--- START RECORDS PROVIDED ---

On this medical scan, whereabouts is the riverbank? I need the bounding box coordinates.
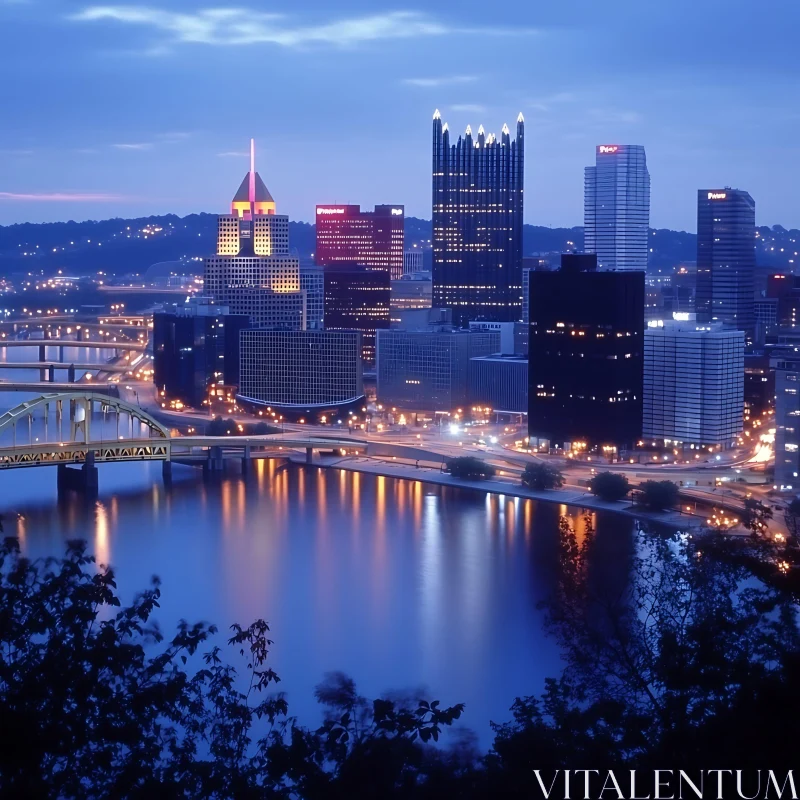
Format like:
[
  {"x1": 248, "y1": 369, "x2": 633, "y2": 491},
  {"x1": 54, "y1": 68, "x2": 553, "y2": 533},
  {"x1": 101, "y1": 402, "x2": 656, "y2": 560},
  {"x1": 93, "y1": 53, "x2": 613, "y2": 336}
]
[{"x1": 289, "y1": 455, "x2": 703, "y2": 529}]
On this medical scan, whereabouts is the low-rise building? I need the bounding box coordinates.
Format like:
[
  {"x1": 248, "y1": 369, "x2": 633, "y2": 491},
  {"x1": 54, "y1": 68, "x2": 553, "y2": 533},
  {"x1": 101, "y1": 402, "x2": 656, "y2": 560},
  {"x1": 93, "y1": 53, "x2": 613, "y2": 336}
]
[{"x1": 377, "y1": 330, "x2": 500, "y2": 411}]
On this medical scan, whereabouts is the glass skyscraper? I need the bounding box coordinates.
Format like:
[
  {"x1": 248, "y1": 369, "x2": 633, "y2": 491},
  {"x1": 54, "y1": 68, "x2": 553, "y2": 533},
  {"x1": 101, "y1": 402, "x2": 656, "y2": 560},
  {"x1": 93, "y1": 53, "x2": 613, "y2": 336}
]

--- END RECORDS PROVIDED ---

= TASK OBJECTIVE =
Substitute "where" for every "whereabouts" in all of the rows above, and leave the pictures out of the answer. Keep everything else unchanged.

= FINAL RESULT =
On this medical scan, where is the riverbank? I need the bounding box coordinates.
Format like:
[
  {"x1": 248, "y1": 369, "x2": 633, "y2": 491},
  {"x1": 54, "y1": 68, "x2": 553, "y2": 533},
  {"x1": 101, "y1": 402, "x2": 656, "y2": 560},
  {"x1": 93, "y1": 53, "x2": 613, "y2": 336}
]
[{"x1": 289, "y1": 455, "x2": 703, "y2": 529}]
On this medical scan, where is the low-rise building? I need the bounding box coordinates.
Format like:
[
  {"x1": 248, "y1": 369, "x2": 633, "y2": 491},
  {"x1": 54, "y1": 68, "x2": 553, "y2": 533},
  {"x1": 101, "y1": 402, "x2": 656, "y2": 560},
  {"x1": 93, "y1": 53, "x2": 613, "y2": 336}
]
[{"x1": 377, "y1": 330, "x2": 500, "y2": 411}]
On this medical scan, where is the glass skyscraper? I need the bounding box coordinates.
Format like:
[
  {"x1": 248, "y1": 369, "x2": 633, "y2": 491},
  {"x1": 54, "y1": 68, "x2": 553, "y2": 533},
  {"x1": 101, "y1": 402, "x2": 656, "y2": 560},
  {"x1": 93, "y1": 53, "x2": 613, "y2": 336}
]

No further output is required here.